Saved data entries
-- Start --
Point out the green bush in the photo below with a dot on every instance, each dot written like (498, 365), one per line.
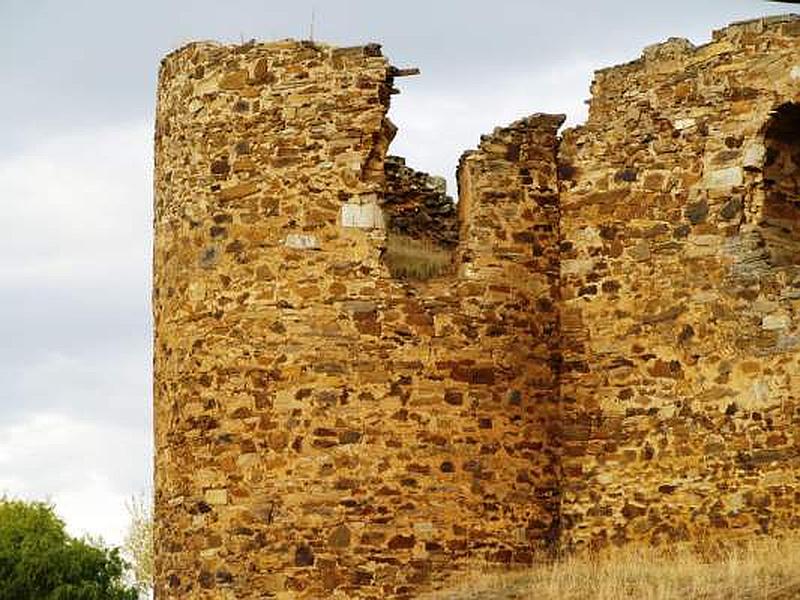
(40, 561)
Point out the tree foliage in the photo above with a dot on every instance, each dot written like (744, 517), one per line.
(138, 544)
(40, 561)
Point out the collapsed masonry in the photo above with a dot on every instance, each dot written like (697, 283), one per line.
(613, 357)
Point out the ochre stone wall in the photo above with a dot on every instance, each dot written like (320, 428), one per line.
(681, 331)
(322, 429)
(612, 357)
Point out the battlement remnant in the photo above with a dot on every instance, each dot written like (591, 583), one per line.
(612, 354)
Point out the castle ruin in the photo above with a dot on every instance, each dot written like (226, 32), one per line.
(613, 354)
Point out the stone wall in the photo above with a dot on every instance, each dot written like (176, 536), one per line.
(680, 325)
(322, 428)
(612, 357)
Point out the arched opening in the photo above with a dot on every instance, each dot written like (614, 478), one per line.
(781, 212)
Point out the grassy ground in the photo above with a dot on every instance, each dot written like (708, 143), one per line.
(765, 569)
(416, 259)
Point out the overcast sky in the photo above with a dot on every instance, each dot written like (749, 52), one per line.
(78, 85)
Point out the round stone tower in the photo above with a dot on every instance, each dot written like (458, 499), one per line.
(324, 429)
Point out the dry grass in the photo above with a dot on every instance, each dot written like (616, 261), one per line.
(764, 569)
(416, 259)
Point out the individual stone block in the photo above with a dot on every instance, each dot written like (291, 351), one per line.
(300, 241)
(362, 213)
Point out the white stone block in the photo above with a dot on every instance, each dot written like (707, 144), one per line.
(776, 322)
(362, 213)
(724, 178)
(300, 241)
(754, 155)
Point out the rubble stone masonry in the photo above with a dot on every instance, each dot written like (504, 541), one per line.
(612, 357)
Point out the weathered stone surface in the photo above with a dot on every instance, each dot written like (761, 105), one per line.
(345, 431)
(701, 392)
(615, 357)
-- End --
Rewrite the full material above, replacing "Point out" with "Mark" everywhere and changing nothing else. Leave the pictures out.

Mark the green bush in the photo below with a dot on every instance, each dot written like (498, 365), one per line.
(40, 561)
Mark the tree foliage in the photo above with a dot on every instance, each dot written like (744, 517), one per line.
(138, 544)
(40, 561)
Mark the collapsed masonry in the photo above with a dot on every instance, each dot written like (697, 283), one per line.
(613, 357)
Mark the ochre stone wall in the photo above with a dot on every instance, each dot written like (320, 428), one per line.
(681, 331)
(322, 429)
(612, 357)
Mark the battlement remnant in the photo above with a dot on every instance, each dot written like (591, 583), one per line.
(612, 354)
Mark the castle ruin in the photo above with a dot on every instance, each dot written like (226, 32), one per line.
(613, 354)
Mark the stone wall in the photo above with a dot on every instance, each dot written like (176, 536), one per line.
(680, 325)
(322, 428)
(612, 357)
Mark the arched opening in the photo above with a dot on every instance, each dot written like (614, 478), one per line.
(781, 212)
Mark the grassy ground in the photo above with a dot on every instance, each dot written like (708, 143), one per line.
(765, 569)
(416, 259)
Mark the overcast sky in the photo above with a dot on every instance, each dot written like (749, 52), one per line.
(78, 85)
Mark the round stone tower in the photo above with a dot on every instance, each dot written like (458, 499), one per line.
(324, 429)
Mark the dry grass in the photo above with a dot on every instance, each dot written like (616, 261), one per line.
(764, 569)
(416, 259)
Mark the individual stone block in the photo above with a dot on every instance, each dot written like (291, 351), one per line.
(300, 241)
(362, 213)
Mark the white stone block in the photo above with a dot on every instance, each dot written like (707, 144), one per line.
(776, 322)
(362, 213)
(724, 178)
(300, 241)
(754, 155)
Mark the rubble stone masonry in the photo above with a dot on every instance, each dot written like (504, 541), one per line.
(612, 357)
Mark the weathered stone surface in the photo above with a dot on every instance, each dot written like (761, 105), one per line.
(345, 431)
(701, 392)
(615, 357)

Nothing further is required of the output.